=== Excerpted records ===

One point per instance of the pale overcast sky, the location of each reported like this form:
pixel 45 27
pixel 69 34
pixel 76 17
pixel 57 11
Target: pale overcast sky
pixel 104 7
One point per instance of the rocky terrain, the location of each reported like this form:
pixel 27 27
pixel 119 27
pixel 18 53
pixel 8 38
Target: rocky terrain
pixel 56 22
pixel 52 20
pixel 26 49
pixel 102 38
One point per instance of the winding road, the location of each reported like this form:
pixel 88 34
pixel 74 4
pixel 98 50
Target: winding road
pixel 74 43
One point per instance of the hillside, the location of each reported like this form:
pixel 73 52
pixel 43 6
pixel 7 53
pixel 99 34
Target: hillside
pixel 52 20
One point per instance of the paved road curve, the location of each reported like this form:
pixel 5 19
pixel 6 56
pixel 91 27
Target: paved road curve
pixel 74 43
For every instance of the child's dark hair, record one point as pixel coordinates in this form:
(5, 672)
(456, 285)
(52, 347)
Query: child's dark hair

===

_Your assignment_:
Reproduce the listing exactly, leaving nothing out.

_Exercise output_:
One point per instance of the pale overcast sky, the location of each reported like this form:
pixel 45 27
pixel 69 34
pixel 76 17
pixel 57 11
Target: pale overcast sky
pixel 104 7
One point per instance of the rocky terrain, the location of each reported like this form:
pixel 27 27
pixel 119 27
pixel 18 53
pixel 8 38
Target: rocky terrain
pixel 56 22
pixel 52 20
pixel 26 49
pixel 102 38
One point per instance of the winding road, the location of each reported like this form:
pixel 88 34
pixel 74 4
pixel 98 50
Target: winding road
pixel 74 43
One point per instance of the hillside, the location of each reported like this form:
pixel 73 52
pixel 43 6
pixel 7 53
pixel 99 34
Target: hillside
pixel 52 20
One point per instance of the paved road curve, the location of each reported like this form:
pixel 5 19
pixel 6 56
pixel 91 27
Target: paved road curve
pixel 74 43
For every instance of the child's dark hair, record one point as pixel coordinates in this form:
(5, 672)
(456, 285)
(52, 347)
Query: child's dark hair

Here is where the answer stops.